### WHAT YOU NEED TO DO
Take the lines below from the one with "of the rocky" through the one with "of the shadowed" and retype them exactly. Include nothing else, and no pictures.

DATA PROVIDED Start Marker

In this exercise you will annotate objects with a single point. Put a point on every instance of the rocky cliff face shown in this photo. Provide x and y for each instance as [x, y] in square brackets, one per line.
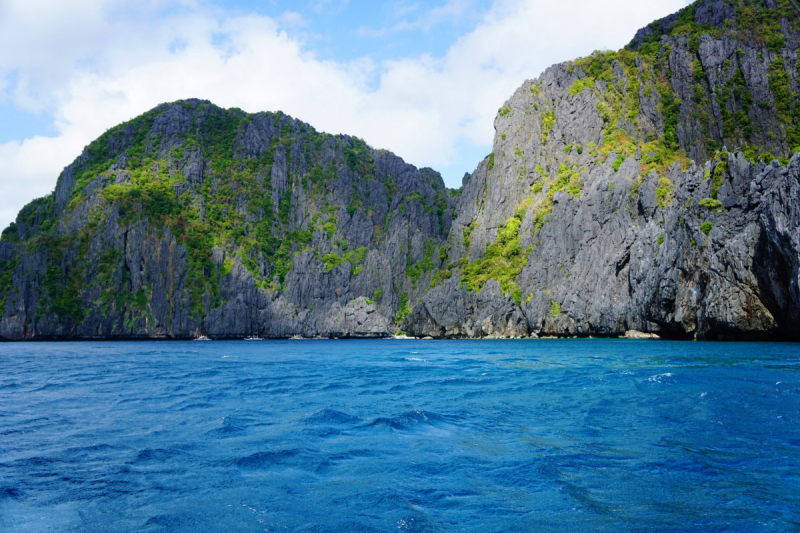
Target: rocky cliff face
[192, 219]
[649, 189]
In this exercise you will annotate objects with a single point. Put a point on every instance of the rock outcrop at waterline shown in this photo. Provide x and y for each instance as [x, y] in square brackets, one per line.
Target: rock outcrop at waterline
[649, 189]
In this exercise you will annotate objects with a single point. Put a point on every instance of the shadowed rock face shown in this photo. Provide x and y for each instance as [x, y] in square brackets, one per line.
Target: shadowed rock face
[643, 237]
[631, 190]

DATA PROVIDED End Marker
DATA PROVIDED Start Marker

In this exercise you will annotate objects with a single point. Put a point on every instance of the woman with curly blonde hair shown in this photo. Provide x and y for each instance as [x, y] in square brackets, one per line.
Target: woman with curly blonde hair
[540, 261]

DATA PROVIDED End Marker
DATA PROVIDED Start Marker

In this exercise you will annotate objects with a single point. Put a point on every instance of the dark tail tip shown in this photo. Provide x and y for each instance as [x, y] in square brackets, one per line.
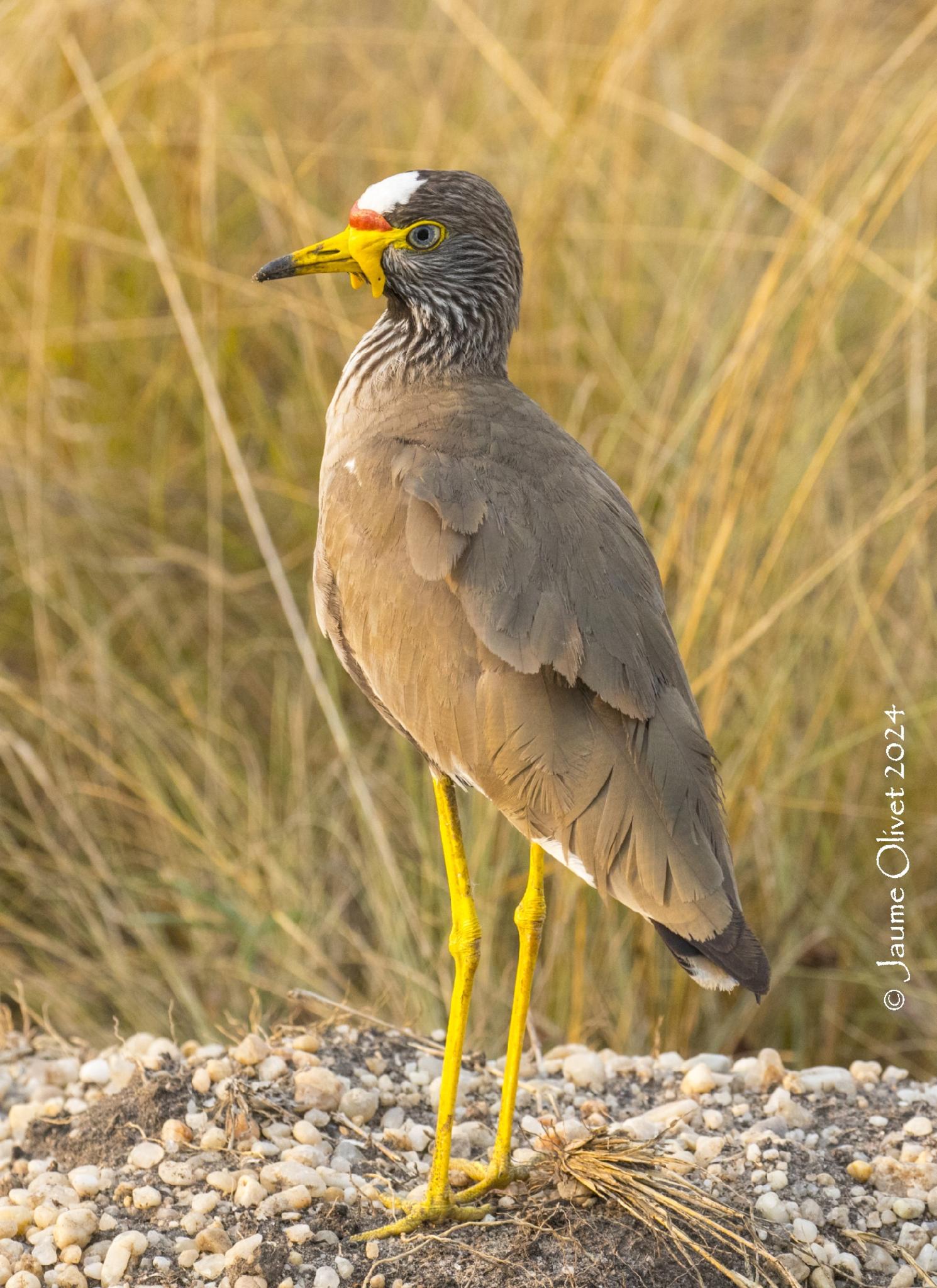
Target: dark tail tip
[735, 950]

DATA PROVIDED End Marker

### EXERCISE ANSWER
In this exercise you will annotate objects with a single point. Put a point on every instance of the rocky cliff face shown in this photo. Provide x and y for each instance as [x, y] in square brackets, one per line.
Target: rocky cliff face
[192, 219]
[649, 189]
In this exercise you will annotate objects with a single point. Put a point on every instance of the rock outcrop at waterline shown in this photo. Provide x and y for each instance as [x, y] in square brackets, one per line.
Target: rock outcrop at waterline
[649, 189]
In this exercise you will annotate objects with a single point. Put a point on every instance of the shadowed rock face shown in this photo. Provide x and y for each instance as [x, y] in square brackets, one per line.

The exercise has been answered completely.